* _The request_:
Copy out every line of the entries below that contains the string "stem", reproducing each such line in full.

Rows from an object pointing dataset:
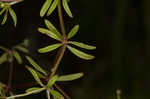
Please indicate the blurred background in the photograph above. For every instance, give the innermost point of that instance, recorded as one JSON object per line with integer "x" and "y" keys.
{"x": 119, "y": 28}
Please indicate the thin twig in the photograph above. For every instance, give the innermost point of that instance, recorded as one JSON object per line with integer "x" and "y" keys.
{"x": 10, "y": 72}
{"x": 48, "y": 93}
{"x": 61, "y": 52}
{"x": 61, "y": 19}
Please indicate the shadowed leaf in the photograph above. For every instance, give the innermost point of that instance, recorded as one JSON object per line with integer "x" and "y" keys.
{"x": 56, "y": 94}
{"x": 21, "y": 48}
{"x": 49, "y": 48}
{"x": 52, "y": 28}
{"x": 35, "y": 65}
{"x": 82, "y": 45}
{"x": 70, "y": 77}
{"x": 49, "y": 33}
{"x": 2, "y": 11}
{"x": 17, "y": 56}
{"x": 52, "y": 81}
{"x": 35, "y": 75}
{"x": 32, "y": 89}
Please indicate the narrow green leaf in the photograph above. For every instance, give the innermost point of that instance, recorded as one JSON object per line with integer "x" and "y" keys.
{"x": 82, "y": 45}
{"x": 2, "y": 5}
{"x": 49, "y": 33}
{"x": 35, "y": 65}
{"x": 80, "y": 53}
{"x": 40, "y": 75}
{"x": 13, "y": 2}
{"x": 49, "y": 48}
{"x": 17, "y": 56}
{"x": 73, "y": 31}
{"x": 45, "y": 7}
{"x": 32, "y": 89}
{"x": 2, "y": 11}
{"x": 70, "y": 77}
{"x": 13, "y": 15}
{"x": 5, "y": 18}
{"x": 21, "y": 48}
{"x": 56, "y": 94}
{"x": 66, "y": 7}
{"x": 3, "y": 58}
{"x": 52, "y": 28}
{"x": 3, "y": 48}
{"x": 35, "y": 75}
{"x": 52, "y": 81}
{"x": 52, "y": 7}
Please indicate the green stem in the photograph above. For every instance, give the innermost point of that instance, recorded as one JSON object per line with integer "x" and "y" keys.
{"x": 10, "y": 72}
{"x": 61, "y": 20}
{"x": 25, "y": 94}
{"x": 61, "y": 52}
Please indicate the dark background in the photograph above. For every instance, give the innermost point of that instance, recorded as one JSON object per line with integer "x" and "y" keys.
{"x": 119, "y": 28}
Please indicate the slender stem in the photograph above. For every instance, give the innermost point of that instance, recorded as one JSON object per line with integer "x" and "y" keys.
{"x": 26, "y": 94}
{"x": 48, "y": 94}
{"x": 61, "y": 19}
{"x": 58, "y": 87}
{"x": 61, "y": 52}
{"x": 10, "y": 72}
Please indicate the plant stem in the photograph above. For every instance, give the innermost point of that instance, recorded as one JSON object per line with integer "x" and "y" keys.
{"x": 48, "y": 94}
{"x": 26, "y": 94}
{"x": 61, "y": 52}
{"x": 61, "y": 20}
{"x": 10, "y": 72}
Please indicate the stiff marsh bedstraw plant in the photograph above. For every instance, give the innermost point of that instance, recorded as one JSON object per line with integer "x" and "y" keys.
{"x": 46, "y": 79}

* * *

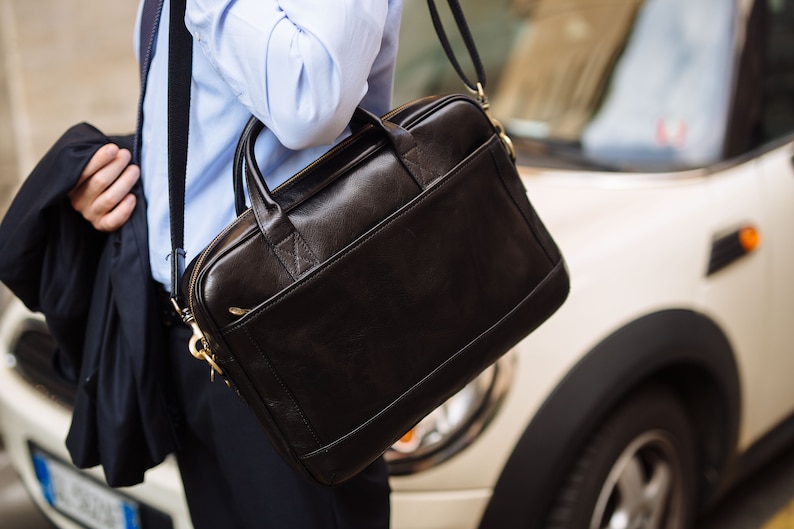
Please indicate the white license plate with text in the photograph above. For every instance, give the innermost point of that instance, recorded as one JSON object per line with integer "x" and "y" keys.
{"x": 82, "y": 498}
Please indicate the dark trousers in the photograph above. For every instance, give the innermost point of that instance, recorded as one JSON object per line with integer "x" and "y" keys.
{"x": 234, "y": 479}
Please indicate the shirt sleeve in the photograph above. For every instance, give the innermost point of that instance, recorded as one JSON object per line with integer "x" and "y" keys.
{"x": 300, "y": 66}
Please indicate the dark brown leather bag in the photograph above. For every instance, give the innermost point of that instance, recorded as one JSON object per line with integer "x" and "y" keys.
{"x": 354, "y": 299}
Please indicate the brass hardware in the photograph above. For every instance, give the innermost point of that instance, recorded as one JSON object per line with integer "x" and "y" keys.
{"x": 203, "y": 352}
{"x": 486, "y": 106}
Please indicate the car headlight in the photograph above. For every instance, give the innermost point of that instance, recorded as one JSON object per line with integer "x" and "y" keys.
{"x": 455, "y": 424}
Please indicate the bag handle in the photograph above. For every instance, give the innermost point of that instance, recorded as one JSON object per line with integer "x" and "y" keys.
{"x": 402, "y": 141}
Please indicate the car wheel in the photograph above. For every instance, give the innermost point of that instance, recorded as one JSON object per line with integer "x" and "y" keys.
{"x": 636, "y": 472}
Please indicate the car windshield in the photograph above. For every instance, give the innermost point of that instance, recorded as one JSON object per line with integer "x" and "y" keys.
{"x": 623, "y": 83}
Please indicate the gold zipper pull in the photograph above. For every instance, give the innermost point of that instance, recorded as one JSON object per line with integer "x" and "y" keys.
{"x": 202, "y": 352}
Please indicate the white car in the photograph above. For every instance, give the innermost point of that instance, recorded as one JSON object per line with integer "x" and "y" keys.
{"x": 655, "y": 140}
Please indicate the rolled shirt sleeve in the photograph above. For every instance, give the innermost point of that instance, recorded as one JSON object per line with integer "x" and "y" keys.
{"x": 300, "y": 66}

* _Task output_:
Please indicate the green stem in the photograph above. For every instance, give the innermost point of that instance, recorded as one JSON object per line with integer "x" and "y" keys.
Please indicate the slender stem in the photograph above. For every instance, give the innermost point of that instance, recorded as one JSON object per line with integer "x" and "y" keys.
Please indicate the plant stem in the photograph above. For every instance, give the innermost point of that instance, recorded as one JSON object per line with integer "x" and "y" keys.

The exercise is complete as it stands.